— Set task A —
In the excerpt about Don Coscarelli, who starred as Elvis Presley in Bubba Ho-Tep?
— Set task B —
Rewrite the paragraph of the excerpt about Don Coscarelli that begins "After directing 1989's wilderness-set adventure-thriller" as a shorter summary that keeps its main facts.

— Selected text —
--------

Don Coscarelli is a filmmaker famous in the horror community for his often-terrifying movies and routinely amiable nature. While only in his mid-twenties, Coscarelli wrote and directed 1979’s independently financed Phantasm, about an otherworldly undertaker who goes about his evil business with help from a lethal flying sphere. The film was a franchise-inaugurating hit which so impressed a young J. J. Abrams that the director later referenced the movie by giving the name Captain Phasma to Gwendoline Christie’s character in 2015’s Star Wars: The Force Awakens. More than two decades after making Phantasm, Coscarelli directed 2002’s Bubba Ho-Tep. Another low-budget movie, the horror-comedy starred Bruce Campbell as a mummy-battling Elvis Presley and, like Phantasm, would go on to be hailed by horror fans as a cult classic. A few years later, Coscarelli confirmed his reputation as a maestro of the genre by directing the first episode of the horror anthology TV show Masters of Horror, “Incident On and Off a Mountain Road.”

Coscarelli tends to recall his professional setbacks and battles with a smile. Even so, when the filmmaker spoke over Zoom for this book, his mood darkened as he talked about the state of his career, and of the horror genre as a whole, during the early 1990s. The director illustrated the parlous state of the horror movie at that time by relating what he described as a “funny story,” although the humorous nature of the anecdote would only have become apparent retrospectively.

After directing 1989’s wilderness-set adventure-thriller Survival Quest, Coscarelli thought he had found his next film when he read the horror novel Dead in the West. The book was written by prolific Texan author Joe R. Lansdale, whose many tales include the stories that Coscarelli would later adapt for Bubba Ho-Tep and his Masters of Horror episode. “I seized on Dead in the West, which is sort of a Clint Eastwood western with zombies, okay?” said Coscarelli. “It’s a great book; it would make a great movie.”

--------

— Supplied data —
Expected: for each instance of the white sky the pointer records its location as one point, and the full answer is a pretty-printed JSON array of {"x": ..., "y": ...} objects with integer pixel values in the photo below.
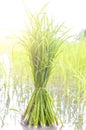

--------

— Right answer A —
Bruce Campbell starred as Elvis Presley in Bubba Ho-Tep.

— Right answer B —
After making the 1989 adventure-thriller Survival Quest, Coscarelli believed his next film would be an adaptation of Dead in the West, a horror novel by prolific Texan author Joe R. Lansdale. Lansdale also wrote the stories Coscarelli later adapted for Bubba Ho-Tep and his Masters of Horror episode. Coscarelli described the book as a Clint Eastwood-style western with zombies and said it would make a great movie.